• _Stated goal_:
Rewrite the stretch of lines from "A single point marks each instance of the owl wing, shaped" through "<point>328,77</point>", including each request line, and raise every coordinate in the reported answer points by 109 while keeping the points inside the requests unchanged. Omit the picture markers from your answer.

### Dataset records

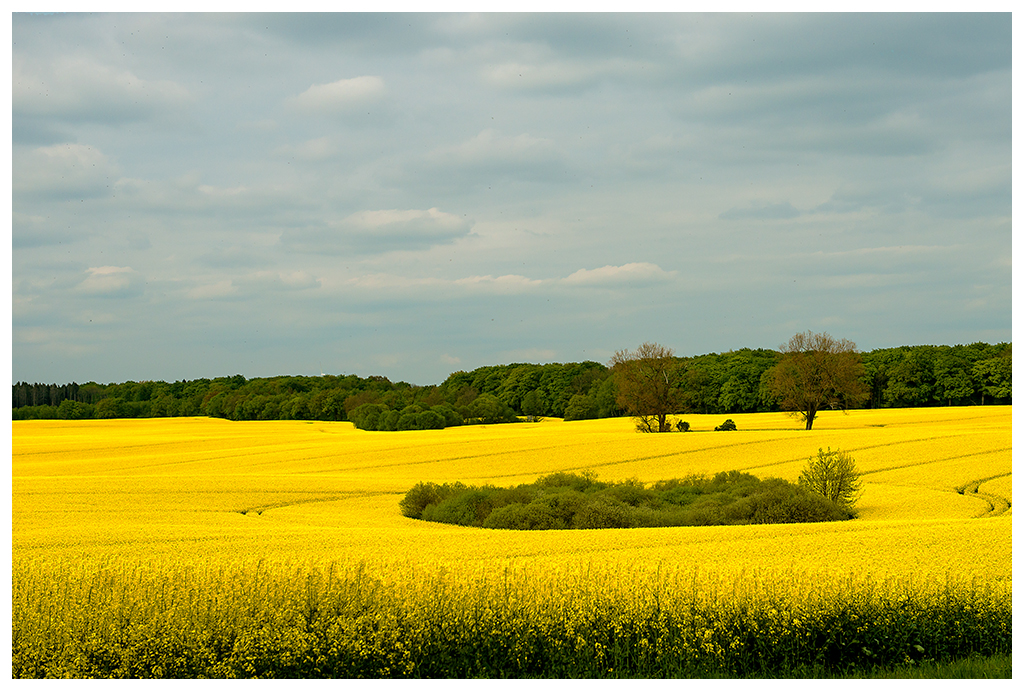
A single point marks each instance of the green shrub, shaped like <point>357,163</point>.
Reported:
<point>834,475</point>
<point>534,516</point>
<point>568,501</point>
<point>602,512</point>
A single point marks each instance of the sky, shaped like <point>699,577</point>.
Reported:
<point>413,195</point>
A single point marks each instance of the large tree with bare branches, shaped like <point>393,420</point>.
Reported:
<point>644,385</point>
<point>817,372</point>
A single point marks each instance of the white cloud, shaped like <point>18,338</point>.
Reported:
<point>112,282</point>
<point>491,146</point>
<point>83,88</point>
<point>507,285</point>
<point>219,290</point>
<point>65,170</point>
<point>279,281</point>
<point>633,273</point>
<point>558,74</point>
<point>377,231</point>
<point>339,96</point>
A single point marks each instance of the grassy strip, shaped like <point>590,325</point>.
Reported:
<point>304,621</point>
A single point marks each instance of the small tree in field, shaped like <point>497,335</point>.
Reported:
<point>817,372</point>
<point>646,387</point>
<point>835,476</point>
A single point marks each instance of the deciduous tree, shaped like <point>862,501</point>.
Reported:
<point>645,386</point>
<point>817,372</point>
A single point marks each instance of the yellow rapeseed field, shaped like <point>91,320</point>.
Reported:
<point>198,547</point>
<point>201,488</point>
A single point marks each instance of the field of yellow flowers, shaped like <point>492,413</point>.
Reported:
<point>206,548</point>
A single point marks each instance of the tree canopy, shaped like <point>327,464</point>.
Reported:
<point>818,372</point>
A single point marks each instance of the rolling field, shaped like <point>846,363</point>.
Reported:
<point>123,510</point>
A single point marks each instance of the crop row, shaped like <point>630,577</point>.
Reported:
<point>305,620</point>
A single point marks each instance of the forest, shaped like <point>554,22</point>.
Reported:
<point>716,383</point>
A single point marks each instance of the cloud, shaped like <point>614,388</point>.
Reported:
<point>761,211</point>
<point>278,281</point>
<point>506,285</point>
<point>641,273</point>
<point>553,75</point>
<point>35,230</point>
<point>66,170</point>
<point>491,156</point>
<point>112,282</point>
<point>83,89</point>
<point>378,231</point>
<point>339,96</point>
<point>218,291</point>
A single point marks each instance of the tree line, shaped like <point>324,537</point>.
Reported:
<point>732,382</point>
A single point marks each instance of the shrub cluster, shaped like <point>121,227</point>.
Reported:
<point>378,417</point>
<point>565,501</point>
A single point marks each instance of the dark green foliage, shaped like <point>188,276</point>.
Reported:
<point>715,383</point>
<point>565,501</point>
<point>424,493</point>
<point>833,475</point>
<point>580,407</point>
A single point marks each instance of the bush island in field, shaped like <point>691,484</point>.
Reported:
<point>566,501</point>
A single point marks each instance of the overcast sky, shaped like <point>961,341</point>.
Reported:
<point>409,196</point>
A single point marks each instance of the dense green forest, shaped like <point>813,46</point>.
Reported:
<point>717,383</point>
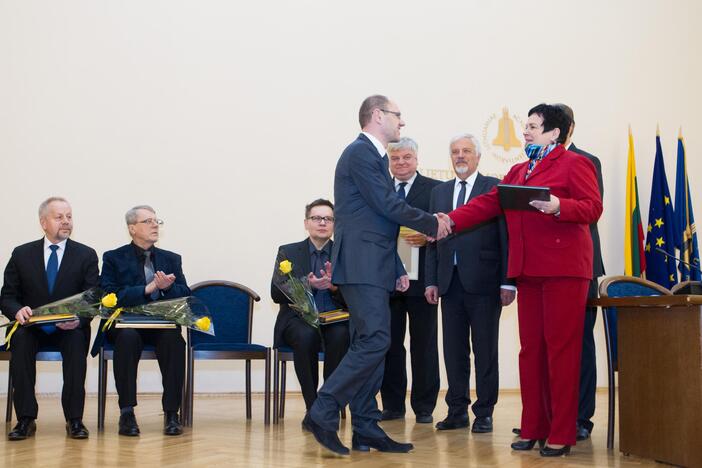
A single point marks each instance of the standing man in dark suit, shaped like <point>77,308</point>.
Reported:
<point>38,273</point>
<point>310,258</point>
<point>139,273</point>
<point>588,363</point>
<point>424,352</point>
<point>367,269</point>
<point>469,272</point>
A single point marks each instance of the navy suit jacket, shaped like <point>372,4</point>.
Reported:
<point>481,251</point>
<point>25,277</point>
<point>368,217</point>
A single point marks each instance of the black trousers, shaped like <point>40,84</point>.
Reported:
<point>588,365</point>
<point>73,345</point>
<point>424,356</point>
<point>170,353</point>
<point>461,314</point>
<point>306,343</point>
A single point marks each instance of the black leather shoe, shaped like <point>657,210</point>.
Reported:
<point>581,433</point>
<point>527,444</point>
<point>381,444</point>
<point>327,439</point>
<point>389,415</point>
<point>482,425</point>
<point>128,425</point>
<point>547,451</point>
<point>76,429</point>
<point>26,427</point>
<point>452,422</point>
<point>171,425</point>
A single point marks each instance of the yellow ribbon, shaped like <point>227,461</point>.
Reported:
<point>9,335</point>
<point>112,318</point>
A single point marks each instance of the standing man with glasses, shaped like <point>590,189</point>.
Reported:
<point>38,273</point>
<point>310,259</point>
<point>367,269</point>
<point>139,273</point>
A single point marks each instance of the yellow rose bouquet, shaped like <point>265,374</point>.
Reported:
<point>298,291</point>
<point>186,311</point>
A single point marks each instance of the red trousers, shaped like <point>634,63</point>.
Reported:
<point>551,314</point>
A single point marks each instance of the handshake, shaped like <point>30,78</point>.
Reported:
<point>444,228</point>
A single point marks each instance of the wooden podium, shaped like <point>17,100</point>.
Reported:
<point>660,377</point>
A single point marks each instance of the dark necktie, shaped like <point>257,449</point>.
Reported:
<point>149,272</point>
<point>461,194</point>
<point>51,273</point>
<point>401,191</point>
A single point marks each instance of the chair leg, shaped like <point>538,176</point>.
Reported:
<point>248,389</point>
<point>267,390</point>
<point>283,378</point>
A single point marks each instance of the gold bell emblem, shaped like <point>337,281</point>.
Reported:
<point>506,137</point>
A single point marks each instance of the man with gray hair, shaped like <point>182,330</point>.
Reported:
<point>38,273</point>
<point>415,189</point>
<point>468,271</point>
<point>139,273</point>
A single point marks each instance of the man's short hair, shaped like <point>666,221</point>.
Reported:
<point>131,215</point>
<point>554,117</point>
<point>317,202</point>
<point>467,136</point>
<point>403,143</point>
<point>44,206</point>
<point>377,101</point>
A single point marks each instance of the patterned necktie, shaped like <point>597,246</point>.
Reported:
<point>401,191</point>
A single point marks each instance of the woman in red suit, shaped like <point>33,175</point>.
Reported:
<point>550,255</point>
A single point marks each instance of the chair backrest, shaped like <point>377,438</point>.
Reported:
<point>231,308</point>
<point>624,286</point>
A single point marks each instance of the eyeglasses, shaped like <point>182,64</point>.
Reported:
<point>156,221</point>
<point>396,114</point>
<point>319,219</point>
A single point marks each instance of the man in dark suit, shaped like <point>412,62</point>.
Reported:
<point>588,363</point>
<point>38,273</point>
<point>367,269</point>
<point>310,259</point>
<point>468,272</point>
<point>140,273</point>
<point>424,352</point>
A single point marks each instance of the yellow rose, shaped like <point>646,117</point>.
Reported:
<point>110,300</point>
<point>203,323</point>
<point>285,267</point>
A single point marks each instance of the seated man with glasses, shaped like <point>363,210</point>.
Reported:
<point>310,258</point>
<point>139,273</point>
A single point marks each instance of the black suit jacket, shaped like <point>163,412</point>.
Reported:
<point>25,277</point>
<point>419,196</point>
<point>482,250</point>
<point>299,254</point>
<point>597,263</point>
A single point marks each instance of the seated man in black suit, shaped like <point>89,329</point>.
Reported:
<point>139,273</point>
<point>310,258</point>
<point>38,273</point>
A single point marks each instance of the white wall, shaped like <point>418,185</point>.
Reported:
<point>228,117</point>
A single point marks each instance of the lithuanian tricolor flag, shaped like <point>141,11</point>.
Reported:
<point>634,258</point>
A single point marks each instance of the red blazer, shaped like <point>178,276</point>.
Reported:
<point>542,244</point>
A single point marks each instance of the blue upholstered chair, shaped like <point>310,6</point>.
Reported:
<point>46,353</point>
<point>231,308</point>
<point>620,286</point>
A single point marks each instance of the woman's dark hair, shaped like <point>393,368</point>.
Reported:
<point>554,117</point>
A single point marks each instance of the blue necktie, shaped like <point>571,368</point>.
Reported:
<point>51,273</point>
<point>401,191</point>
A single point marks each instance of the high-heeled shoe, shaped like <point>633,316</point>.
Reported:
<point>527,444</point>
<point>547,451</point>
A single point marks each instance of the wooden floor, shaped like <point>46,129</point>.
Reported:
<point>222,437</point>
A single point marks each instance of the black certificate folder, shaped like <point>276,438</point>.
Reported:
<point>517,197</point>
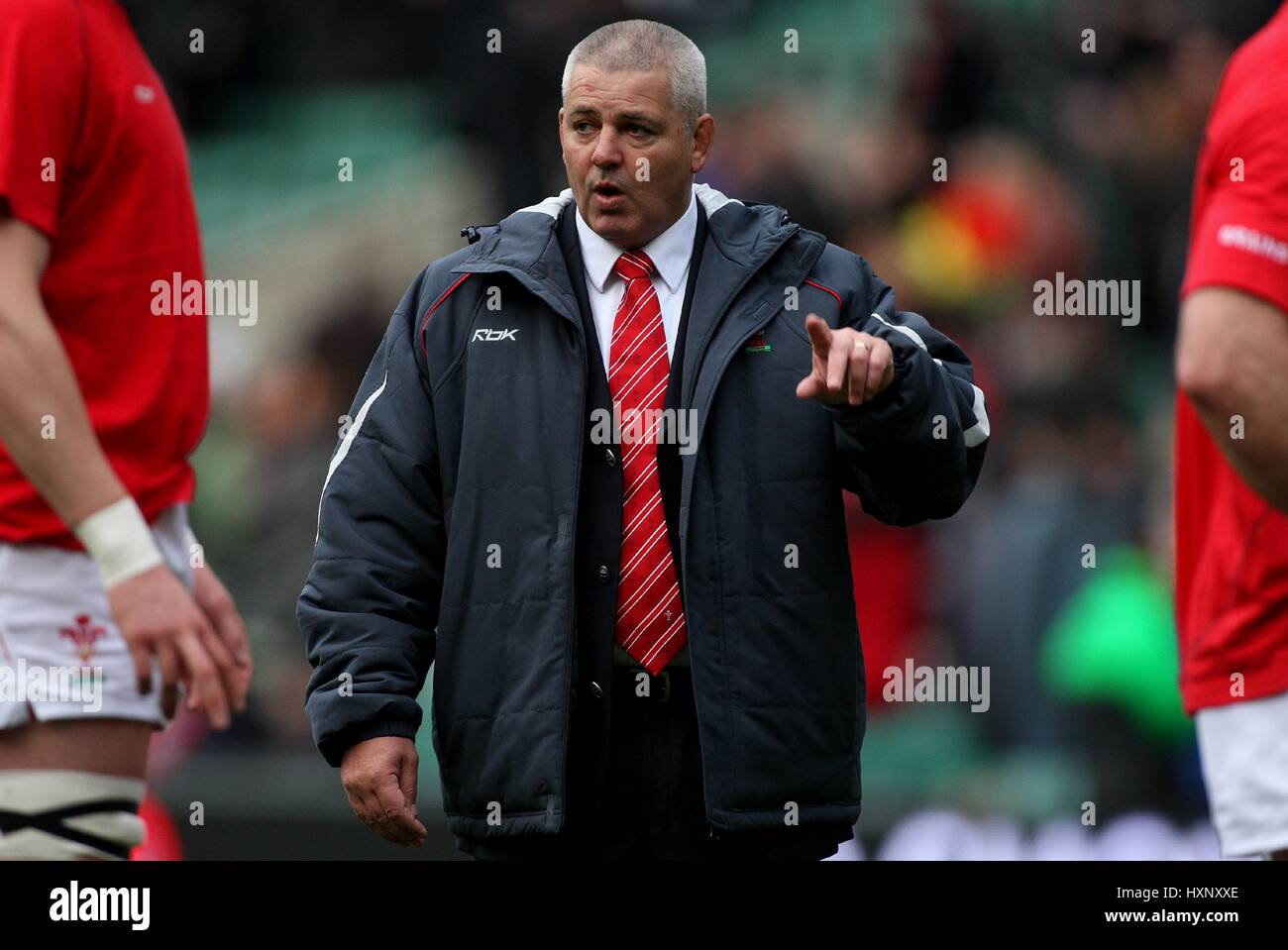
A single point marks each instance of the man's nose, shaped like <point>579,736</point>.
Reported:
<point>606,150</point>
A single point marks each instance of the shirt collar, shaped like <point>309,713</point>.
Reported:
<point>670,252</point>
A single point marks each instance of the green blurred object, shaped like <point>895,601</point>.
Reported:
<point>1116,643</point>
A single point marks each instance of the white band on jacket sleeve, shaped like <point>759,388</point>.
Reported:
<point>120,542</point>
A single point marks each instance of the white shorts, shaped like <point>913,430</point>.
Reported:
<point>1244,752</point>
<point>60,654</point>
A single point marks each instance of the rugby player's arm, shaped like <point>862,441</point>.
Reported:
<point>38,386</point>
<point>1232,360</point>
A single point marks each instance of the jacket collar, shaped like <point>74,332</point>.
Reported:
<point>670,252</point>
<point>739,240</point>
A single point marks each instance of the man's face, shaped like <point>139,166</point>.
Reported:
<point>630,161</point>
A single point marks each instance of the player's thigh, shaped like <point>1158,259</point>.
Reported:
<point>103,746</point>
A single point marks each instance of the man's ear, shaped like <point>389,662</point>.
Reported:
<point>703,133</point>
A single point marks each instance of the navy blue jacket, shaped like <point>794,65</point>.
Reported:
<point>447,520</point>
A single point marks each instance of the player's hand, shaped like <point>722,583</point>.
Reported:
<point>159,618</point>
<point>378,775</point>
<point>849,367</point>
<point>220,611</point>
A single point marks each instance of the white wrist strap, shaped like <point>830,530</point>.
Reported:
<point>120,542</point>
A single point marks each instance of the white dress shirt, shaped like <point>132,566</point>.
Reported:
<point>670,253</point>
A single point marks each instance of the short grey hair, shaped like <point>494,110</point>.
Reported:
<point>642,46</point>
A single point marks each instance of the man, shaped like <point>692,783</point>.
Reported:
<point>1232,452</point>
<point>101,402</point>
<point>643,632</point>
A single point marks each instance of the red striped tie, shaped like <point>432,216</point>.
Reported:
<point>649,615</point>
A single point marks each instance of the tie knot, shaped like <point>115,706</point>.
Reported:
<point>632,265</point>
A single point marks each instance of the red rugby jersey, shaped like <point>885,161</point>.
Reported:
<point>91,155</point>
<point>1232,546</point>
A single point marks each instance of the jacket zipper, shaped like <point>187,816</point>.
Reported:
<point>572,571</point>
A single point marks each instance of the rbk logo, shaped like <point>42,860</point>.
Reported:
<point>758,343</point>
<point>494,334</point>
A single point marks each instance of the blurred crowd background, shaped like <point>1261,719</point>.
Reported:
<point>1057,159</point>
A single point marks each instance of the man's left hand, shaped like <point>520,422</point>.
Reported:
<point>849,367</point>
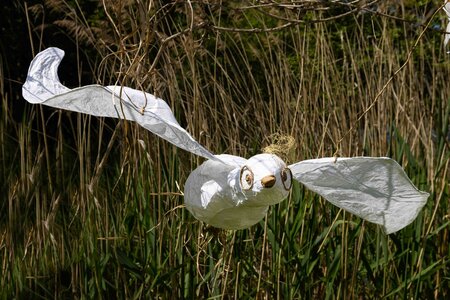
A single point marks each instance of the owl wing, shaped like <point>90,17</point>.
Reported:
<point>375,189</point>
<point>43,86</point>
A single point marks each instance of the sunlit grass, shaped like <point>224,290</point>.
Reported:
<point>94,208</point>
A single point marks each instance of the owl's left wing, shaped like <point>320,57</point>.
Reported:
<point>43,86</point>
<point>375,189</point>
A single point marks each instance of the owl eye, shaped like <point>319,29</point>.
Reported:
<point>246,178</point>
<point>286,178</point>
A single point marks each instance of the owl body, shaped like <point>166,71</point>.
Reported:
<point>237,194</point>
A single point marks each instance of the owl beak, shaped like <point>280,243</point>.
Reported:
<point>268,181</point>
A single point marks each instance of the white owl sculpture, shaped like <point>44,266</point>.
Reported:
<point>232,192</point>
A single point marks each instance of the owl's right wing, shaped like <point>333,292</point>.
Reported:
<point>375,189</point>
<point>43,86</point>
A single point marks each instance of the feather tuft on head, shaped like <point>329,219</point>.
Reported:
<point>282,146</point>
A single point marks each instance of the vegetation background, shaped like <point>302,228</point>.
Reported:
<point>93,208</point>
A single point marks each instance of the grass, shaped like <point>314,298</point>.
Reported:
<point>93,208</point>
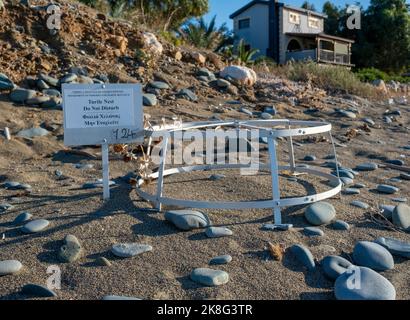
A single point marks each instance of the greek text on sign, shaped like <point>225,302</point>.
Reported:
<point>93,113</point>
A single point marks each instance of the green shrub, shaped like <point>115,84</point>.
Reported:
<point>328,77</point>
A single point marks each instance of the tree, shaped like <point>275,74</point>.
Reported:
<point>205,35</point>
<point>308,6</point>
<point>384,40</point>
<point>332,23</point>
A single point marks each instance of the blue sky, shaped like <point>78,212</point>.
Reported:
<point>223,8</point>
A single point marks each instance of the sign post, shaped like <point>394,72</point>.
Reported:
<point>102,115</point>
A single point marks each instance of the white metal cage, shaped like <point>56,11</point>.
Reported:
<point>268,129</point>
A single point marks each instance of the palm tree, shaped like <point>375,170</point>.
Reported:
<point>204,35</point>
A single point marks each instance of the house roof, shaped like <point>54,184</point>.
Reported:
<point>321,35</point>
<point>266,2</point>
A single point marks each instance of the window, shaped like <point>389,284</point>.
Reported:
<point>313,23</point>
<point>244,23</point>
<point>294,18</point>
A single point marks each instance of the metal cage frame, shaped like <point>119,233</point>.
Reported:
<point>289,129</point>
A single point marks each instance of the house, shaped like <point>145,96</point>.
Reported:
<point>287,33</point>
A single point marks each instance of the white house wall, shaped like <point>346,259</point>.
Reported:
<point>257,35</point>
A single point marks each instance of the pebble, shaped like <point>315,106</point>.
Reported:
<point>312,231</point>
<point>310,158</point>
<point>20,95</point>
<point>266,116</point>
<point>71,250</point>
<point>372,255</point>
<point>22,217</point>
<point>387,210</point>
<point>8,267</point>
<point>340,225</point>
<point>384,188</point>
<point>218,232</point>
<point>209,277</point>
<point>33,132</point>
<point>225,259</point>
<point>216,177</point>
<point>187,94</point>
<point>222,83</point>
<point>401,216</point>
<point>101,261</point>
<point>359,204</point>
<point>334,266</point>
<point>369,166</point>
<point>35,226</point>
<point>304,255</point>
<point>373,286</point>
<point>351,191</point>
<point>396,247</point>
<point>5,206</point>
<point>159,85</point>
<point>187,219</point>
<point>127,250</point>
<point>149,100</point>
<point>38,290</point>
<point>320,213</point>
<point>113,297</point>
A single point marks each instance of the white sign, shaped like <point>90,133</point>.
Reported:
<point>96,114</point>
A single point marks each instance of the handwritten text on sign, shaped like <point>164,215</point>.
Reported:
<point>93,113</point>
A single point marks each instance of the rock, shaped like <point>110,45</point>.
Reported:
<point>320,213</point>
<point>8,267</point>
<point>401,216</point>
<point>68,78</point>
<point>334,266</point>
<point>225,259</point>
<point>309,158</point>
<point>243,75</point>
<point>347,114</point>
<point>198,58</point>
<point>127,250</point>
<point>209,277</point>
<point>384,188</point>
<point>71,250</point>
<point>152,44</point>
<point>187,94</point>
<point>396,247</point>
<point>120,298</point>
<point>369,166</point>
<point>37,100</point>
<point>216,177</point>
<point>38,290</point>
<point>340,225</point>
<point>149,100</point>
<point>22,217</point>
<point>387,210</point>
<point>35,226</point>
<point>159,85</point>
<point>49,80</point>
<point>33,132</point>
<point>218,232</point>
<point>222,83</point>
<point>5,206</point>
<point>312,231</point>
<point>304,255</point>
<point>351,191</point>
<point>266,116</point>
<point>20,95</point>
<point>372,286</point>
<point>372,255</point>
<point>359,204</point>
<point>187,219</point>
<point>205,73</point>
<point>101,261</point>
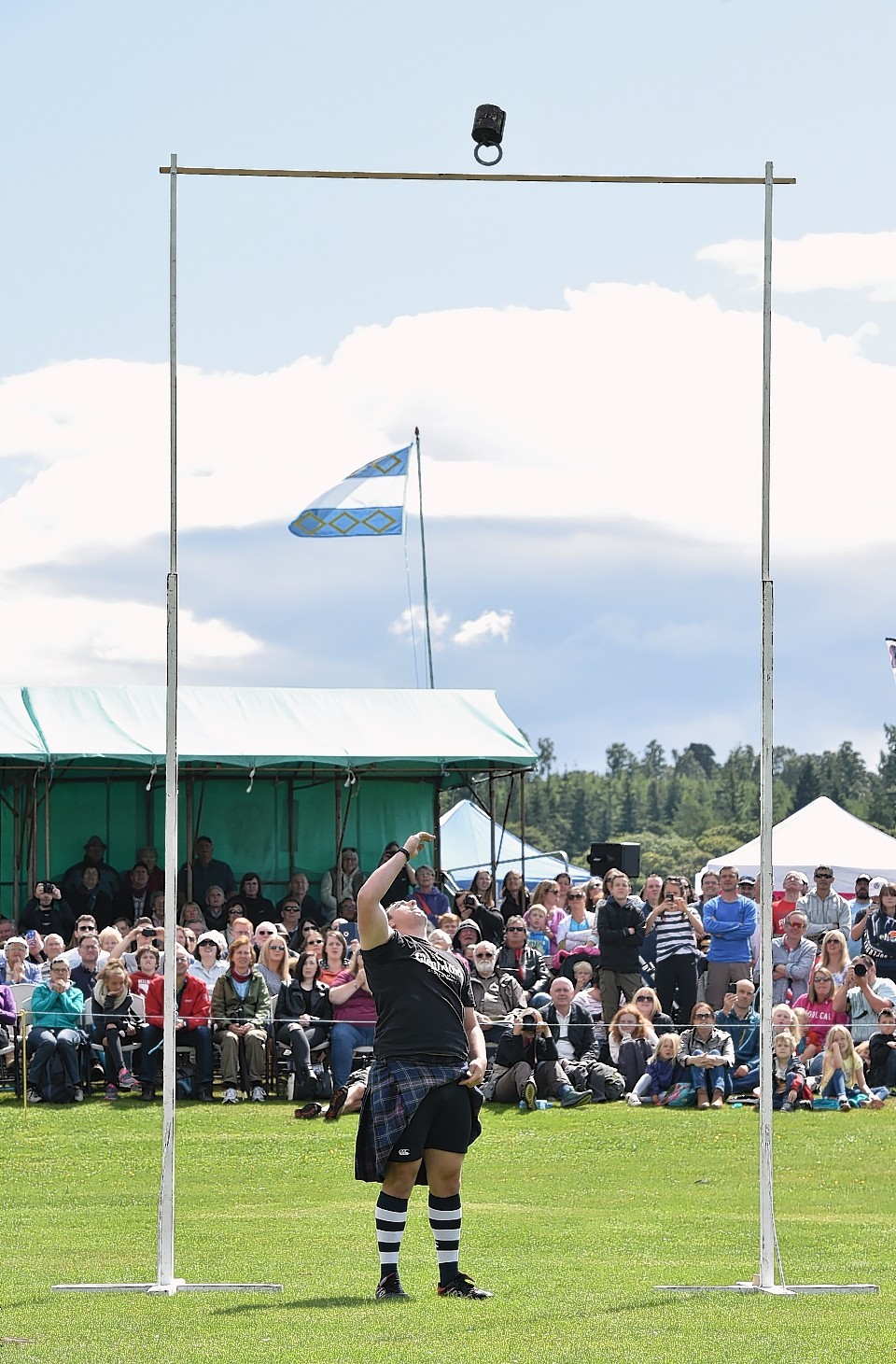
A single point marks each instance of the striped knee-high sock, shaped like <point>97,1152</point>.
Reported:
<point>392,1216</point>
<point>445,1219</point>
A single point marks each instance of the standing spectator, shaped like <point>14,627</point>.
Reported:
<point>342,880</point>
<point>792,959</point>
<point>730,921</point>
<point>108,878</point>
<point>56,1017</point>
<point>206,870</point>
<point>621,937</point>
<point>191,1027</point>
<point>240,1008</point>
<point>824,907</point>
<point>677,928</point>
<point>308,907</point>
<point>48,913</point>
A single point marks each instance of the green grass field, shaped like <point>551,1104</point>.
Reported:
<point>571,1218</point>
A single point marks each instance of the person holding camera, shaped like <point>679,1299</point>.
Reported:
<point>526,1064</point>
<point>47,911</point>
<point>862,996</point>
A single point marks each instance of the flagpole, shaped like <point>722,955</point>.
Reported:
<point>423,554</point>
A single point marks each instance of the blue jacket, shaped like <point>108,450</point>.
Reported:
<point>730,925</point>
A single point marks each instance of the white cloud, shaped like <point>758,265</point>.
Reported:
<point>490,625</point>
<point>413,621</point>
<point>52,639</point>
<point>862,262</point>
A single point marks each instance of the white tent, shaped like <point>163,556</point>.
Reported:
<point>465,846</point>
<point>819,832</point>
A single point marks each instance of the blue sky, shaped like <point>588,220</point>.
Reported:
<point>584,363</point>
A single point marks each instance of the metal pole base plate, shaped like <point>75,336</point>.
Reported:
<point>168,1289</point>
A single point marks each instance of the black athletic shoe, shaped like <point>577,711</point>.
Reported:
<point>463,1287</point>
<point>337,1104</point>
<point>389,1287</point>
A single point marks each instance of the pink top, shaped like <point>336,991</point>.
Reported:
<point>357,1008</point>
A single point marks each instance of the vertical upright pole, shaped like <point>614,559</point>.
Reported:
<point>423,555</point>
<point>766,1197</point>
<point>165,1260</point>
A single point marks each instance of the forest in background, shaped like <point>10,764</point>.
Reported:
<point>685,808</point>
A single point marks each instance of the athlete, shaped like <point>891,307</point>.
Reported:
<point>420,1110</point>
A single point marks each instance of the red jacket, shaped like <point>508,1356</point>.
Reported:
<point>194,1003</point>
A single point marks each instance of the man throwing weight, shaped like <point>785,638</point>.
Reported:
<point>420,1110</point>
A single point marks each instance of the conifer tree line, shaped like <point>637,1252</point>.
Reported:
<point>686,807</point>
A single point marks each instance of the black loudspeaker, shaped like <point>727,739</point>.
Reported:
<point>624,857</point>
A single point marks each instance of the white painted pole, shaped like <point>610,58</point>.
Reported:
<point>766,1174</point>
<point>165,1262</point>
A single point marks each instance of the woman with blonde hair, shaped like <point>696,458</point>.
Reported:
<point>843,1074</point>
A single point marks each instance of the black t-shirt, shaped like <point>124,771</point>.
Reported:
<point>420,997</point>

######

• _The completed task_:
A single point marks each instance of the owl wing, shaped like <point>90,17</point>.
Reported:
<point>484,298</point>
<point>152,195</point>
A single point marks each instance of the sunlit grass, shaped like <point>224,290</point>.
Reported:
<point>203,317</point>
A single point marks each instance of the owl's left wing, shaped like <point>320,57</point>.
Reported:
<point>152,195</point>
<point>484,298</point>
A single point marks each instance of the owl eye, shaped like <point>319,29</point>.
Reported:
<point>355,287</point>
<point>395,287</point>
A single point marks each instance of the owl body, shaped like <point>166,71</point>.
Reported:
<point>346,303</point>
A single point marks each instance of the owl beak, shaped like <point>280,243</point>.
Reported:
<point>377,290</point>
A single point marks each instance of the white owl sculpture, shaped like <point>44,266</point>.
Reported:
<point>341,301</point>
A single point marks each instance of the owl's right wing, shaped like <point>333,292</point>.
Reported:
<point>484,298</point>
<point>152,195</point>
A single point marks each instance of the feather tuft on head, shaped like <point>329,219</point>.
Reported:
<point>391,255</point>
A single point marks each instance of the vegetation background, shaped like <point>302,228</point>.
Reported:
<point>202,317</point>
A single point marks each instance of the grass, shaped like <point>314,298</point>.
Reported:
<point>202,317</point>
A single point marks each instance of the greek text on sign, shaped like <point>225,302</point>.
Reported:
<point>202,222</point>
A single point marks each instance of the green shrub, shaped like <point>115,84</point>.
Reported:
<point>437,186</point>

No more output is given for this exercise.